----- PAGE -----

EDIT: Long explanation ahead, skip to the end for just the final function
First, create a list of date columns to access only the relevant columns in every row.
date_columns = ['1/01', '1/02','1/03', '1/04','1/05', '1/06']
df[date_columns].values
#Output:
array([[0.9, 0.4, 1. , 0.7, 0.7, 0.9],
[1.1, 0.3, 1. , 0.7, 0.7, 1.1],
[2.1, 0.5, 4. , 0.1, 0.1, 2.1],
[1. , 0.9, 1.1, 0.7, 1. , 0.6]])
Then we can use np.diff to easily get differences between the dates on the underlying array. We will also take an absolute because that is what we are interested in.
np.abs(np.diff(df[date_columns].values))
#Output:
array([[0.5, 0.6, 0.3, 0. , 0.2],
[0.8, 0.7, 0.3, 0. , 0.4],
[1.6, 3.5, 3.9, 0. , 2. ],
[0.1, 0.2, 0.4, 0.3, 0.4]])
Now, just worrying about the absolute thresholds, it is as simple as just checking if the values in the differences are greater than a limit.

----- LISTED RECORDS -----

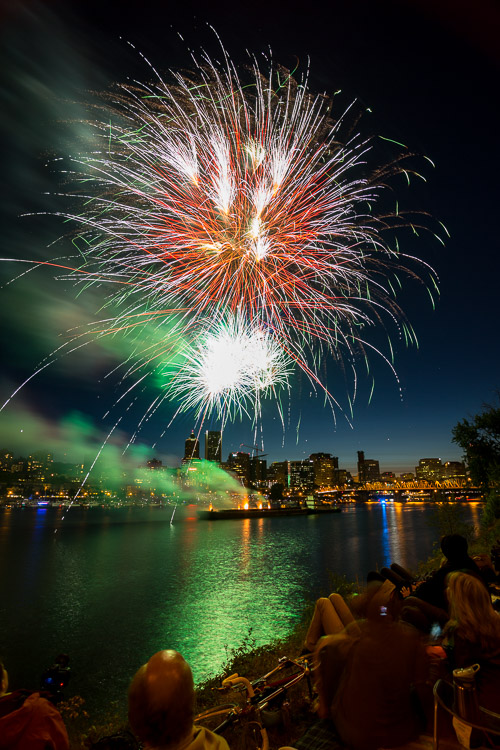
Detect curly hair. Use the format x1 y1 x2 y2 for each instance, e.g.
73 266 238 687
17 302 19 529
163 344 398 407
445 570 500 648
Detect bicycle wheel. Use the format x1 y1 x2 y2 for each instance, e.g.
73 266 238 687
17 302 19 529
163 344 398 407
194 703 238 734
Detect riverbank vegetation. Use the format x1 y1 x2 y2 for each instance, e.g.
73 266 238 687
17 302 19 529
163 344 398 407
60 503 500 750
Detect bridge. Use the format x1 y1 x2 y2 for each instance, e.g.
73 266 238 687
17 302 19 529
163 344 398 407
314 479 483 502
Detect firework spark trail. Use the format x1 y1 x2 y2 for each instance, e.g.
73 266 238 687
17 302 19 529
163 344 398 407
2 45 442 432
168 315 291 423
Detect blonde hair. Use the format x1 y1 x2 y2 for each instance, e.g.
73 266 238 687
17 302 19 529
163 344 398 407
446 571 500 648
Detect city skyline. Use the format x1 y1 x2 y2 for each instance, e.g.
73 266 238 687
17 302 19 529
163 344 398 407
0 430 462 476
0 2 500 473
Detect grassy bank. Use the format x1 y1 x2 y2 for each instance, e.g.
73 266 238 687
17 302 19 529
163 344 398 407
61 516 500 750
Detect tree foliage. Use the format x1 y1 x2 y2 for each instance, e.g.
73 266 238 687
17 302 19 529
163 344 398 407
452 400 500 522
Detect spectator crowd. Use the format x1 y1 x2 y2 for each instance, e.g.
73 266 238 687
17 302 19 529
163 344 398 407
0 534 500 750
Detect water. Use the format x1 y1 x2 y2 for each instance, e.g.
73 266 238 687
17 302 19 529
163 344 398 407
0 503 479 714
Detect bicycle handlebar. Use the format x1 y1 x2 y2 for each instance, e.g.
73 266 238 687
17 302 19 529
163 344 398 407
222 673 255 698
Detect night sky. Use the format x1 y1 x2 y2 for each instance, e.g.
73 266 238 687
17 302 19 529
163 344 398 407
0 0 500 472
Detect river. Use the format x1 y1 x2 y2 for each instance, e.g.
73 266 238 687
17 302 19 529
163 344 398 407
0 502 481 714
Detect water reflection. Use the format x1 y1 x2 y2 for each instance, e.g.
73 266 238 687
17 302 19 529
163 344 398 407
0 503 484 712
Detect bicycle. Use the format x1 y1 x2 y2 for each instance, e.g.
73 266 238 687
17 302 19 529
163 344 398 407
195 655 312 750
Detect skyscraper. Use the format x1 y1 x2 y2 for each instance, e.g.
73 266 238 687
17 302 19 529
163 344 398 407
358 451 380 483
205 430 222 464
183 430 200 461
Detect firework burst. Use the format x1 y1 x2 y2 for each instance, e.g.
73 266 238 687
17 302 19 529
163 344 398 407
166 314 291 424
20 41 434 432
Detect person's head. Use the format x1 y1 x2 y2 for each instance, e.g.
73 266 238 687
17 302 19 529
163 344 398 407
441 534 468 562
0 661 9 698
128 650 194 750
447 571 500 645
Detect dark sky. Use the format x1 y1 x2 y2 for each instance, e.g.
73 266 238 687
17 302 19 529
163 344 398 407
0 0 500 471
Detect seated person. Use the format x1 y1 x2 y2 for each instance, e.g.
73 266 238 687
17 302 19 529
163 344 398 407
443 572 500 713
304 579 395 652
128 650 229 750
317 591 431 750
0 662 69 750
304 594 362 652
400 534 486 633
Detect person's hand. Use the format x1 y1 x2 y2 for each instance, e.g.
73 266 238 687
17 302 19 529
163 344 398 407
399 586 411 599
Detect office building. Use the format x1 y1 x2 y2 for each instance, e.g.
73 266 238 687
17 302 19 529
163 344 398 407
358 451 380 484
205 430 222 464
183 430 200 463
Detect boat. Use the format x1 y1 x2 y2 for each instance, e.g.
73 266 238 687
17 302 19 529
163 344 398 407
196 505 342 521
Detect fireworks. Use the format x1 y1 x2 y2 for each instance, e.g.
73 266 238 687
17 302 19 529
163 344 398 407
24 42 438 428
168 315 291 424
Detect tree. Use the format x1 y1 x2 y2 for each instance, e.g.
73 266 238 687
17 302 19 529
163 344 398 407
452 392 500 523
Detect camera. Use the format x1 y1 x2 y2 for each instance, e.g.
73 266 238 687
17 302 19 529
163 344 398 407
40 654 71 703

-----

PROBLEMS:
A – According to the explanation about date columns, which NumPy function is used to get the differences between the dates?
B – From the explanation about date columns, extract the passage from "date_columns = ['1/01', '1/02','1/03', '1/04','1/05', '1/06']" up to and including "are interested in.".

THE ANSWERS:
A – np.diff

B –
date_columns = ['1/01', '1/02','1/03', '1/04','1/05', '1/06']
df[date_columns].values
#Output:
array([[0.9, 0.4, 1. , 0.7, 0.7, 0.9],
[1.1, 0.3, 1. , 0.7, 0.7, 1.1],
[2.1, 0.5, 4. , 0.1, 0.1, 2.1],
[1. , 0.9, 1.1, 0.7, 1. , 0.6]])
Then we can use np.diff to easily get differences between the dates on the underlying array. We will also take an absolute because that is what we are interested in.